Data in this exercise: Begin

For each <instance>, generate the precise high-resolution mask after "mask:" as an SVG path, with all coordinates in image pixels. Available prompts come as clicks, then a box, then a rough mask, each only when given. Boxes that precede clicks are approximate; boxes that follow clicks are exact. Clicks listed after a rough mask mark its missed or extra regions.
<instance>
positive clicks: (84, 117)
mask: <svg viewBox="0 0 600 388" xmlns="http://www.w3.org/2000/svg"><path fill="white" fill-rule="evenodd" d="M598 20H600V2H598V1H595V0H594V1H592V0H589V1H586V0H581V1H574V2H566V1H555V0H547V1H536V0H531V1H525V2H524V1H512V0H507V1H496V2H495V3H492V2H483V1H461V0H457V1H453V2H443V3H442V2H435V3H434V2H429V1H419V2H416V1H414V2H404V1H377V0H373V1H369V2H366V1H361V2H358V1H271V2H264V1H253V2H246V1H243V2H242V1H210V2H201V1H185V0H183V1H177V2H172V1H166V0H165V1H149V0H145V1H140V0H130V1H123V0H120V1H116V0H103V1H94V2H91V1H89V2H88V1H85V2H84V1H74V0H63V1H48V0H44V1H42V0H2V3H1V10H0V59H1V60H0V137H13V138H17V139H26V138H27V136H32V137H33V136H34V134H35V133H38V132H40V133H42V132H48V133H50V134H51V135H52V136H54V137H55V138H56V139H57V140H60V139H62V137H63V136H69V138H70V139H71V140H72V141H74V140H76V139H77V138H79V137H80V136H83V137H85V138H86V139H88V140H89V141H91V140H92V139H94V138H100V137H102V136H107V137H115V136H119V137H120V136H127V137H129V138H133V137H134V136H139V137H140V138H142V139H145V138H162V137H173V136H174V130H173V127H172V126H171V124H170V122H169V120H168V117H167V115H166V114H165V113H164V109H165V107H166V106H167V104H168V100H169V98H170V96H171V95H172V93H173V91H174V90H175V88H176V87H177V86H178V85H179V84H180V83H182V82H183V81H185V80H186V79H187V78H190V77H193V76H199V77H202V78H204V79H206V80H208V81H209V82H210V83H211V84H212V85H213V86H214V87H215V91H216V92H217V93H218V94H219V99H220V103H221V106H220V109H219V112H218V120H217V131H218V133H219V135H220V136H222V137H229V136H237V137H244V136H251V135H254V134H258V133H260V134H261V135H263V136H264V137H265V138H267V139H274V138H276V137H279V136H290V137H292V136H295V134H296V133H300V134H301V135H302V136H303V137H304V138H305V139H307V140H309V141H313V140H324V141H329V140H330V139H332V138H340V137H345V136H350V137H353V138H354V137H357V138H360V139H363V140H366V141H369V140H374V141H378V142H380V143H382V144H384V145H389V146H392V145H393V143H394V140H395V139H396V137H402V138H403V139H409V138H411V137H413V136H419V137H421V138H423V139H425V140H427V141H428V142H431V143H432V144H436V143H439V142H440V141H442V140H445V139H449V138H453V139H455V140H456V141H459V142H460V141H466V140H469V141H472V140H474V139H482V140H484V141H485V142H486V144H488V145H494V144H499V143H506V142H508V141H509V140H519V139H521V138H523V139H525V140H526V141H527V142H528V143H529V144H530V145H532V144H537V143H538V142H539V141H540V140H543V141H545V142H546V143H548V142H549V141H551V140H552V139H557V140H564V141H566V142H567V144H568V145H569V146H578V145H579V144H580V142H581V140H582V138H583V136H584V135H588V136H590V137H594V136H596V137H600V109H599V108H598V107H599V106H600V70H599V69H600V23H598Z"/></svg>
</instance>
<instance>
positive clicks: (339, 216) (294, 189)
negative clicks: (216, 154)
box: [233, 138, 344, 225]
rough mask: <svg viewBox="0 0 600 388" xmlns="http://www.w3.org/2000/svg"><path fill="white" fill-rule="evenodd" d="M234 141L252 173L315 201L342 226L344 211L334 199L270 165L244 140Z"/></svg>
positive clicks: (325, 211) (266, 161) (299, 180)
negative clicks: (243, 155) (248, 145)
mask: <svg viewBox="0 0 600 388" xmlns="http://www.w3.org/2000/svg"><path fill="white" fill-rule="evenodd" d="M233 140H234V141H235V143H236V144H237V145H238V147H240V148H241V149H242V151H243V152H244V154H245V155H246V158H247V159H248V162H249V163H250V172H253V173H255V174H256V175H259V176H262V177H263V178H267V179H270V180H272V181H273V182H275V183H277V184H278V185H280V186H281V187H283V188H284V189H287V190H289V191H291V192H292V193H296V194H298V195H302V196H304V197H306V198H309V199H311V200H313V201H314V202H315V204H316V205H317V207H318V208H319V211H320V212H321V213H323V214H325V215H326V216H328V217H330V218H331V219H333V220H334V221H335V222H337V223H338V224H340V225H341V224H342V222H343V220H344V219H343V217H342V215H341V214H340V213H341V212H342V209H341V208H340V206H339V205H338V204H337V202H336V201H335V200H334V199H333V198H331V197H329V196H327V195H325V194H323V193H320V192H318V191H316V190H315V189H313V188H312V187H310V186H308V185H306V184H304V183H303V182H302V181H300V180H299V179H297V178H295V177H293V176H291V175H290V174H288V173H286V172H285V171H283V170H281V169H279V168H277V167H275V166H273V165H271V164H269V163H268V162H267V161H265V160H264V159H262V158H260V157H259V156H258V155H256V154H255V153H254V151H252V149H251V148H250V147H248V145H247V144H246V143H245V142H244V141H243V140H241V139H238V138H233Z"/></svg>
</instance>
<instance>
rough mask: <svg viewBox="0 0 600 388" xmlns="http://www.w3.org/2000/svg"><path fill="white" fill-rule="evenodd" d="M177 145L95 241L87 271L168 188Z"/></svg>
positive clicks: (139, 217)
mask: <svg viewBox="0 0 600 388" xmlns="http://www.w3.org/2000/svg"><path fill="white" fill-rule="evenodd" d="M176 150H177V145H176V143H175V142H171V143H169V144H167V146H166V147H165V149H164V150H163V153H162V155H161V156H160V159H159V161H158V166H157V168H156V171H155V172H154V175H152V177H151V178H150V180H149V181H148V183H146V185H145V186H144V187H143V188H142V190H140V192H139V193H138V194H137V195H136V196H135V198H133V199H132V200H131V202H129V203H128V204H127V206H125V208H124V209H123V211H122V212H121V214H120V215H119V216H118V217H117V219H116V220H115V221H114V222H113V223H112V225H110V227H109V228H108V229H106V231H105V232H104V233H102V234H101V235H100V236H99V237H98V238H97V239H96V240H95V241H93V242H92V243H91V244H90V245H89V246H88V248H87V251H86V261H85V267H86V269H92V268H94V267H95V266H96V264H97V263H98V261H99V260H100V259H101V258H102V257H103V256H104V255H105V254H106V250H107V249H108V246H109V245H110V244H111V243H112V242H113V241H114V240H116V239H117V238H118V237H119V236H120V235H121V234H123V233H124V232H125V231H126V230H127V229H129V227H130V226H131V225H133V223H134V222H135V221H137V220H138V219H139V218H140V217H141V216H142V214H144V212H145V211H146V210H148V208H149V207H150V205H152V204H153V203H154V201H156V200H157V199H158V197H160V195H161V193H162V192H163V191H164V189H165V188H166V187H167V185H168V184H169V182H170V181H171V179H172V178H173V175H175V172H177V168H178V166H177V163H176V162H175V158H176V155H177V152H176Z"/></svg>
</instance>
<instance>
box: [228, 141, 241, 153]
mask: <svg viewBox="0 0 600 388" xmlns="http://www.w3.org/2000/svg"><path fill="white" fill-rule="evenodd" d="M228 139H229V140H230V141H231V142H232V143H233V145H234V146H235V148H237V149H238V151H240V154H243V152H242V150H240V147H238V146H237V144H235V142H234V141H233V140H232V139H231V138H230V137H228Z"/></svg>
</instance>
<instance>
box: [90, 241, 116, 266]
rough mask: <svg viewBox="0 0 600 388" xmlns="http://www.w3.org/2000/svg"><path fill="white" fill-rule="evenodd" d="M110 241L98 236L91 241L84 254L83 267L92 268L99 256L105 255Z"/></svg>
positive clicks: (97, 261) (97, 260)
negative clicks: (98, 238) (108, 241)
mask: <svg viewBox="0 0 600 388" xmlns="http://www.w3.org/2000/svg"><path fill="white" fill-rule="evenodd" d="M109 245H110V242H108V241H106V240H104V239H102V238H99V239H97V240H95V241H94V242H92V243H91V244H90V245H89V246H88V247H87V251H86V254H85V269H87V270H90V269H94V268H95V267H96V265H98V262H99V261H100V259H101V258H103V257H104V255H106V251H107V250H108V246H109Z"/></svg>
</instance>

Data in this exercise: End

» **Activity**
Could you print the lines above, exactly as written, from the line containing "box: [90, 241, 116, 266]" through the final one?

» **The answer**
box: [90, 241, 116, 266]
rough mask: <svg viewBox="0 0 600 388" xmlns="http://www.w3.org/2000/svg"><path fill="white" fill-rule="evenodd" d="M110 241L98 236L91 241L84 254L83 267L92 268L99 256L105 255Z"/></svg>
positive clicks: (97, 261) (97, 260)
negative clicks: (98, 238) (108, 241)
mask: <svg viewBox="0 0 600 388" xmlns="http://www.w3.org/2000/svg"><path fill="white" fill-rule="evenodd" d="M109 245H110V242H108V241H106V240H104V239H102V238H99V239H97V240H95V241H94V242H92V243H91V244H90V245H89V246H88V247H87V251H86V254H85V269H87V270H90V269H94V268H95V267H96V265H98V262H99V261H100V259H101V258H103V257H104V255H106V251H107V250H108V246H109Z"/></svg>
</instance>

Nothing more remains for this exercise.